+++ Document extract +++
This August, I’m going to be a father.
Naturally, I’m quite excited. I’m also anxious: it turns out that juggling the trifecta of finishing a PhD, job hunting and reading endless books about how to deal with the alien lifeform that’s going to come shooting out of my wife, isn’t easy.
This week, I’ve left my heavily pregnant partner to battle alone in the UK while I’ve adventured to the croissant capital of Europe: Paris. Fear not readers, for I haven’t taken a spontanaeous spouse holiday, rather I’m attending ISMRM (International Society for Magnetic Resonance in Medicine) along with most of my colleagues and supervisors.
As soon as I arrive, I start to check the schedule of scientific talks and posters that I’d like to attend during the week-long conference. Tapping through the slick app, I find myself groaning and making strange dragon-like moans. No, this isn’t Braxton-Hicks, merely a bitterness I’ve developed over my PhD.
+++
Your objective> Write the next part of the blog post about attending ISMRM in Paris, picking up right after its final sentence.
+++ Data provided +++
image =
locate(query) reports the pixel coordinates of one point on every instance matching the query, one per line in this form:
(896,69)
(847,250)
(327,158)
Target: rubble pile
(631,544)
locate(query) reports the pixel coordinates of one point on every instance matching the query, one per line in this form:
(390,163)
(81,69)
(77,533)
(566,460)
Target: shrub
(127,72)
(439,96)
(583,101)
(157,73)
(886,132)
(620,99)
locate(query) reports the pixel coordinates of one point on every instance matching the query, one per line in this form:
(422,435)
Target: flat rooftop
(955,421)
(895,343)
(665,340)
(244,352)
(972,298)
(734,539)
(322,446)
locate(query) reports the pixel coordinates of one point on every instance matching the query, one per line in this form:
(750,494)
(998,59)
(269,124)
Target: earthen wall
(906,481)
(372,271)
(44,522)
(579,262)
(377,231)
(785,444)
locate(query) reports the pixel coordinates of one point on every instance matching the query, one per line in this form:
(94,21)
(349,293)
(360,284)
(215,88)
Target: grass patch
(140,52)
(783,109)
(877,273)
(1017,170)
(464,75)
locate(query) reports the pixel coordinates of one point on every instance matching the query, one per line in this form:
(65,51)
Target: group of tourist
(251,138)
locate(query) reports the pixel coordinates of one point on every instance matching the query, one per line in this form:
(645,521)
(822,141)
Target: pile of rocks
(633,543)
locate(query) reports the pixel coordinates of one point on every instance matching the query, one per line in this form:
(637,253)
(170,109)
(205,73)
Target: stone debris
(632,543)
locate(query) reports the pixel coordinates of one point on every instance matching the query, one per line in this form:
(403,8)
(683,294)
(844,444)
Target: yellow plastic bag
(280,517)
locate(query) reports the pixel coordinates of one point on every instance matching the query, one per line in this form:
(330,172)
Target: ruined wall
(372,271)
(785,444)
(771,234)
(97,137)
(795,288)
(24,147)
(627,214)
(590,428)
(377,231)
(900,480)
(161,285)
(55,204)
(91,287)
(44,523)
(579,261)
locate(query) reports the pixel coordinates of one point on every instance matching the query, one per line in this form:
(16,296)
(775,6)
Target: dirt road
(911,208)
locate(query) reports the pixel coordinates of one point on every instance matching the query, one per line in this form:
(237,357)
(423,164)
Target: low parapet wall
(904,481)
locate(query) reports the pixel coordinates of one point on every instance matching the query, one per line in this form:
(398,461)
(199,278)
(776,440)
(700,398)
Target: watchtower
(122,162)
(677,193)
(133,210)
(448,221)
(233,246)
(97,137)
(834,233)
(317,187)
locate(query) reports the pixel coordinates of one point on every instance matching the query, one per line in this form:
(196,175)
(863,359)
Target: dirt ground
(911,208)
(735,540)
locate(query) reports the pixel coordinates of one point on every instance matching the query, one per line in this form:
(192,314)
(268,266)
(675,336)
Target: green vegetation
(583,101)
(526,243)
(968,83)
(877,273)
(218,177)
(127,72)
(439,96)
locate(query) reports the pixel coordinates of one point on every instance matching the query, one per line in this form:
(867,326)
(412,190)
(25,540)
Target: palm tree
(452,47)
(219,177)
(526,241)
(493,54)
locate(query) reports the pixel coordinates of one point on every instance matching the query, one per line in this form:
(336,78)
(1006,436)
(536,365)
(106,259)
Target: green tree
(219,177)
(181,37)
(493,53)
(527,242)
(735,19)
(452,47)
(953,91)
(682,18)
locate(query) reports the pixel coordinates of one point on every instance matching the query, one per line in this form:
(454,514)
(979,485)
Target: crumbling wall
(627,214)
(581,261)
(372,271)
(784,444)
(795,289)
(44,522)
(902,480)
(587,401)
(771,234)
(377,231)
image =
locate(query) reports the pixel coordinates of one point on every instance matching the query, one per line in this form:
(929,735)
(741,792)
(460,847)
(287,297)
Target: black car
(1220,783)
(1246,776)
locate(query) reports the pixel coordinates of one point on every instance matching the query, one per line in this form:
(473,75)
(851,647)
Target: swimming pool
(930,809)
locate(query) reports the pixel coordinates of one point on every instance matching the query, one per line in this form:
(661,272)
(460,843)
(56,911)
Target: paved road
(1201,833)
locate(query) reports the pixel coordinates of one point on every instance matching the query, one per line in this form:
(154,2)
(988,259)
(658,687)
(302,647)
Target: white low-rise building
+++
Answer space>
I think I’m depressed.
Don’t get me wrong, I love science. Science is the single greatest tool we have that can shed light in our ever-darkening world, or as our photogenic ISMRM president likes to say, “Seeing clearer in this golden age of MR”. I love reading and writing about science, but not so much the ‘doing’ of science. In fact, I’d go so far to say that my mental state has deteriorated substantially since I started my PhD in 2015. Is it the stress? Yes. Is it the seemingly endless bucket of work? Yes. Is it the fact that, no matter how much you do, research never really ends? Yes.
I’m lucky, compared to some. My supervisors are great (would I like them to reply to me more often? Yes), my colleagues are amazing and the university is idyllic. To other scientists, my work is interesting. To me? I want to submit and run away as fast as I can from academia.
“It’s not you, it’s me”, I say to my computer every morning I power up MATLAB. I’ve spent my whole life conditioned to analyse and “do science”, but inside I think there’s something more artistic yearning to break out of me.
Okay, enough John Hurt/chest-bursting metaphors, I’m getting side-tracked.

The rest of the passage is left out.